Task goal ::
Type the records out again in full, exactly.

Dataset rows ::
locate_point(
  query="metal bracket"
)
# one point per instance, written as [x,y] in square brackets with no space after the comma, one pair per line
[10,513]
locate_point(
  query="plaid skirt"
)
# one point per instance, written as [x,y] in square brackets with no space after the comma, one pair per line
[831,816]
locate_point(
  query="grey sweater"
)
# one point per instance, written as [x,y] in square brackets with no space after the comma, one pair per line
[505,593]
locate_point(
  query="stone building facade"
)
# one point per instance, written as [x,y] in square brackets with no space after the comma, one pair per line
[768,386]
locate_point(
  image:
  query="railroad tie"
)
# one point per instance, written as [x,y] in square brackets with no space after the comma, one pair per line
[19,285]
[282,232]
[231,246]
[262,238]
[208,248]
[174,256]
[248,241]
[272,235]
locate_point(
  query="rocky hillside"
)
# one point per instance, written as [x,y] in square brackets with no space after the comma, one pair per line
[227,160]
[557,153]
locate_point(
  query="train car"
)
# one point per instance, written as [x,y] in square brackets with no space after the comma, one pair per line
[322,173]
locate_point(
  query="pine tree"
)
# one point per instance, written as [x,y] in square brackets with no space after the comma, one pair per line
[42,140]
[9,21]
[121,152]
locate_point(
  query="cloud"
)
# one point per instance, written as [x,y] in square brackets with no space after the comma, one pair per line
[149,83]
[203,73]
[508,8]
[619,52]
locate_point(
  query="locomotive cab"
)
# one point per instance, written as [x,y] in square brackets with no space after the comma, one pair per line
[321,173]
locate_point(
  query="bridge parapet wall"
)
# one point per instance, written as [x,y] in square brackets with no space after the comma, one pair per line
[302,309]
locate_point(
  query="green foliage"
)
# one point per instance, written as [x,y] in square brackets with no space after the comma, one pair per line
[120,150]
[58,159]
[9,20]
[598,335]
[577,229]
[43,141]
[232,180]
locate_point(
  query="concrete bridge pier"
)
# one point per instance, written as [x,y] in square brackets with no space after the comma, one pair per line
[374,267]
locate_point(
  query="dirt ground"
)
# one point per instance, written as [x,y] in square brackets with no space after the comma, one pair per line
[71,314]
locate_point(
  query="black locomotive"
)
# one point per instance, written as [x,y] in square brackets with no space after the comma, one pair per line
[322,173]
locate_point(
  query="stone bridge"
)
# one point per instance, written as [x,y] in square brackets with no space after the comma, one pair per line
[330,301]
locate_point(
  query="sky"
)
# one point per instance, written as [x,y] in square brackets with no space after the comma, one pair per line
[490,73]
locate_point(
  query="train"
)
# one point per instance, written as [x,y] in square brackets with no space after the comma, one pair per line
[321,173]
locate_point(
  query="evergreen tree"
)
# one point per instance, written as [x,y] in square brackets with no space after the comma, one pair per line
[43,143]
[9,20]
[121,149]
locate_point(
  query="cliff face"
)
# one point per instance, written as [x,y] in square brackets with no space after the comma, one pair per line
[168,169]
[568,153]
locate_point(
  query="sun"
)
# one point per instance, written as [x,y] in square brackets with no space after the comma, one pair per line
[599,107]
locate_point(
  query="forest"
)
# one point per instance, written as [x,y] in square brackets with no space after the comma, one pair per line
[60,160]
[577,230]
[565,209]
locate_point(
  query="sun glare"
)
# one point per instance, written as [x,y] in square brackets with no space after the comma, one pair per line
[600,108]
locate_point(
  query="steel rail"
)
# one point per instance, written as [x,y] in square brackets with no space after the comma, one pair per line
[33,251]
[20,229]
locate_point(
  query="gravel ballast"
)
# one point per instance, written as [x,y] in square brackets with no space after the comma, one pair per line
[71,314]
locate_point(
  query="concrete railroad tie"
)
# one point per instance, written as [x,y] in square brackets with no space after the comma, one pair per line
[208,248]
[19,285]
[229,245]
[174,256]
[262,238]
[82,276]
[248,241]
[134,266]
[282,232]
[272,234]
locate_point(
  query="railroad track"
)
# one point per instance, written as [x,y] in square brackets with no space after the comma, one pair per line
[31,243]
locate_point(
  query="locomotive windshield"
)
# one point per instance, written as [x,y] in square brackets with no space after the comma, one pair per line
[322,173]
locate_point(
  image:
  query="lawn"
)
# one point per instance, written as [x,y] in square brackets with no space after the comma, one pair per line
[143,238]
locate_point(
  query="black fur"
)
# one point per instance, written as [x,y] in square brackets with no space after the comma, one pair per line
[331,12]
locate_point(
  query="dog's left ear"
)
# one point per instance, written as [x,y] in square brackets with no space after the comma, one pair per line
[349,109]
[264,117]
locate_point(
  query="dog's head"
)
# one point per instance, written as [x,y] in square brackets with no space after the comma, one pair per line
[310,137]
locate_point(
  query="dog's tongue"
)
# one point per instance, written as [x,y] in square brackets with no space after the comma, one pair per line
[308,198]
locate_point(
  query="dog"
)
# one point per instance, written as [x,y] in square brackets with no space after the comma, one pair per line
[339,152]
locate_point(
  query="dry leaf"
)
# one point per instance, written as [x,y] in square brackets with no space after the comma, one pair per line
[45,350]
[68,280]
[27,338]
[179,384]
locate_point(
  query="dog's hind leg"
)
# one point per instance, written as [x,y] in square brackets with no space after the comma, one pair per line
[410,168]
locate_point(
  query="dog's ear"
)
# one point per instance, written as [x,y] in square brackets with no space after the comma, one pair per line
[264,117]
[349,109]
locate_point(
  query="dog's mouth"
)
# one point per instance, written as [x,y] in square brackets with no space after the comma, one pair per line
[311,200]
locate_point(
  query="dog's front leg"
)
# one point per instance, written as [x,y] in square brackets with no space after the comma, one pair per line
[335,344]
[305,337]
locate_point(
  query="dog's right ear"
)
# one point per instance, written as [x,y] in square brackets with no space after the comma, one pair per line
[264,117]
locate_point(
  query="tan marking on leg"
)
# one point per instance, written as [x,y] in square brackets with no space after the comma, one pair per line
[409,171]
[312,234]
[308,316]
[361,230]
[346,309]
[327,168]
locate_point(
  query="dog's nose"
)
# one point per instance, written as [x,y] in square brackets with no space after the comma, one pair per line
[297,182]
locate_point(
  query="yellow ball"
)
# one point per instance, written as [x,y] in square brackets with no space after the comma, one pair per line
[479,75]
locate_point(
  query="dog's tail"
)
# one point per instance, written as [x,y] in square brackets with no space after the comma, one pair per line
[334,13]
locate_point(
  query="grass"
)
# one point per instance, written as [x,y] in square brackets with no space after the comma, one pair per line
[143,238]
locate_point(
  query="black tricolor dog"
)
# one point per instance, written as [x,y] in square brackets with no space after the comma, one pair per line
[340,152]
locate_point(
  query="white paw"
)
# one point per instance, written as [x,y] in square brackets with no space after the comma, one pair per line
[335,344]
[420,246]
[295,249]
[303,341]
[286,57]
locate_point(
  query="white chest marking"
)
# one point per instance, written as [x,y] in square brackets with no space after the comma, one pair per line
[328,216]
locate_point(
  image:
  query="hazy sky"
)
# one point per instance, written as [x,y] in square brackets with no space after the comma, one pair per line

Full answer ::
locate_point(
  query="metal bracket"
)
# one point per instance, written as [x,y] in square brackets with no space after the comma, one pair per line
[10,513]
locate_point(
  query="plaid skirt"
)
# one point per instance, written as [x,y] in square brackets with no space after the comma, one pair per line
[831,816]
locate_point(
  query="grey sweater"
)
# one point per instance, written as [x,y] in square brackets with no space after the comma, one pair per line
[505,593]
locate_point(
  query="stone building facade"
)
# one point per instance, written as [x,y] in square brackets with no space after the comma, one pair per line
[768,386]
locate_point(
  image:
  query="railroad tie"
)
# one point per instance, written as [x,y] in square brackets with no space after the comma, one pair per line
[19,285]
[282,232]
[231,246]
[262,238]
[208,248]
[174,256]
[248,241]
[272,235]
locate_point(
  query="rocky hillside"
)
# one point per instance, written as [x,y] in square brackets with no space after the comma, one pair per line
[227,160]
[557,153]
locate_point(
  query="train car"
)
# one point per instance, written as [x,y] in square brackets with no space after the comma, one pair per line
[322,173]
locate_point(
  query="pine tree"
)
# one point per instance, written as [x,y] in square brackets with no space after the comma, one pair per line
[42,140]
[9,21]
[121,152]
locate_point(
  query="cloud"
)
# one point per instance, written as [x,y] in square brackets with no space after the comma, one pair per line
[149,83]
[203,73]
[508,8]
[619,52]
locate_point(
  query="locomotive cab"
)
# one point per instance, written as [x,y] in square brackets with no space after the comma, one pair per line
[321,173]
locate_point(
  query="bridge parapet wall"
)
# one point per instance, written as [x,y] in square brackets with no space after the comma, one pair per line
[302,309]
locate_point(
  query="green foliage"
)
# one point per instance, written as [x,y] in square brackets with no space after the comma, one pair per line
[120,150]
[58,159]
[9,20]
[598,335]
[577,229]
[43,141]
[232,180]
locate_point(
  query="concrete bridge pier"
)
# one point per instance, written as [x,y] in square brackets with no space after the comma, one pair per line
[374,267]
locate_point(
  query="dirt ground"
)
# one point per instance, written as [x,y] in square brackets with no space after the comma, one pair per line
[71,314]
locate_point(
  query="black locomotive"
)
# one point per instance, written as [x,y] in square brackets with no space after the comma, one pair per line
[322,173]
locate_point(
  query="stone bridge"
)
# one point per instance, written as [x,y] in square brackets with no space after the comma, one pair per line
[330,301]
locate_point(
  query="sky"
)
# one point per instance, written as [x,y] in square brackets with no space after the comma, one pair per line
[490,73]
locate_point(
  query="train"
)
# one point per instance, written as [x,y] in square brackets with no space after the comma, one pair per line
[321,173]
locate_point(
  query="evergreen tree"
)
# one point per instance, written as [x,y] in square brackets with no space after the comma, one pair per line
[43,143]
[9,20]
[121,149]
locate_point(
  query="cliff face"
)
# one point per instance, written as [x,y] in square brackets with no space after the comma, one pair per line
[168,169]
[568,153]
locate_point(
  query="sun"
)
# one point per instance, written as [x,y] in square brackets with no space after the comma, one pair per line
[599,107]
locate_point(
  query="forest"
)
# one point per instance, written as [x,y] in square brackets with no space after the comma, one pair per line
[60,160]
[577,230]
[565,209]
locate_point(
  query="sun glare"
)
# one point per instance, written as [x,y] in square brackets with no space after the comma, one pair per line
[600,108]
locate_point(
  query="steel rail"
)
# one point per instance, written as [x,y] in square brackets with no space after the comma, one pair per line
[33,251]
[20,229]
locate_point(
  query="gravel ballast"
)
# one point per instance, written as [x,y] in square brackets with no space after the comma, one pair per line
[71,314]
locate_point(
  query="concrete railroad tie"
)
# one point per instance, written as [x,y] in square brackets with no space after the comma, one pair per line
[208,248]
[19,285]
[229,245]
[174,256]
[262,238]
[82,276]
[248,241]
[134,266]
[282,232]
[272,234]
locate_point(
  query="railroad track"
)
# one point per instance, written as [x,y] in square brackets with no space after the comma, one pair per line
[31,243]
locate_point(
  query="locomotive windshield"
)
# one point per instance, written as [x,y] in square brackets with no space after the comma, one pair per line
[322,173]
locate_point(
  image:
  query="lawn"
)
# one point per instance, written as [x,y] in square brackets with no space after the comma, one pair per line
[143,238]
locate_point(
  query="black fur"
)
# one point per instance, written as [x,y] in square brackets with no space after the comma, one pair per line
[331,12]
locate_point(
  query="dog's left ear"
)
# one point per instance, written as [x,y] in square brackets with no space after the comma, one pair per line
[349,109]
[264,117]
locate_point(
  query="dog's head"
)
# one point per instance, written as [x,y] in square brackets with no space after the comma, one pair per line
[310,137]
locate_point(
  query="dog's tongue"
)
# one point per instance, written as [x,y] in square brackets with no space after the comma, one pair per line
[308,198]
locate_point(
  query="dog"
)
# one point per instance, written as [x,y] in square brackets with no space after the comma, one pair per line
[339,152]
locate_point(
  query="dry leaf"
)
# one point per instance, written as [x,y] in square brackets with no space after the comma, one pair per line
[45,350]
[68,280]
[27,338]
[179,384]
locate_point(
  query="dog's hind leg"
)
# one point per instance, written as [x,y] in square brackets with no space after the comma, one pair per line
[410,168]
locate_point(
  query="dog's ear"
)
# one point per instance, written as [x,y] in square brackets with no space after the comma, one pair per line
[264,117]
[349,109]
locate_point(
  query="dog's mouth"
)
# one point per instance, written as [x,y] in square brackets with no space after the comma, one pair per line
[311,200]
locate_point(
  query="dog's front leg"
)
# one point per instance, written as [x,y] in square brackets with no space after the comma, one pair per line
[335,344]
[305,337]
locate_point(
  query="dog's right ear"
)
# one point per instance, written as [x,y] in square brackets with no space after the comma, one pair per line
[264,117]
locate_point(
  query="tan marking on leg"
)
# one point per instance, written as [x,y] in square brackets with no space after the comma, one pair per line
[409,171]
[312,234]
[308,316]
[361,230]
[346,309]
[327,168]
locate_point(
  query="dog's nose"
)
# one point per instance, written as [x,y] in square brackets with no space after the comma, one pair per line
[297,182]
locate_point(
  query="yellow ball"
)
# one point per instance, written as [x,y] in square brackets with no space after the comma, one pair per line
[479,75]
locate_point(
  query="dog's tail"
)
# one point per instance, written as [x,y] in square brackets with no space after the comma, one pair per line
[334,13]
locate_point(
  query="grass"
)
# one point per instance, written as [x,y] in square brackets with no space after the comma, one pair per line
[143,238]
locate_point(
  query="black tricolor dog"
)
# one point per instance, written as [x,y] in square brackets with no space after the comma, one pair per line
[340,152]
locate_point(
  query="white paw"
)
# one point per instance, written as [x,y] in square brackets with no space after the comma, one pair per line
[335,344]
[420,246]
[295,249]
[303,341]
[286,57]
locate_point(
  query="white chest marking"
)
# one point per instance, written as [x,y] in square brackets with no space after the comma, one pair per line
[328,216]
locate_point(
  image:
  query="hazy sky"
)
# one point per instance, written as [x,y] in square brackets with no space after the comma, one pair per line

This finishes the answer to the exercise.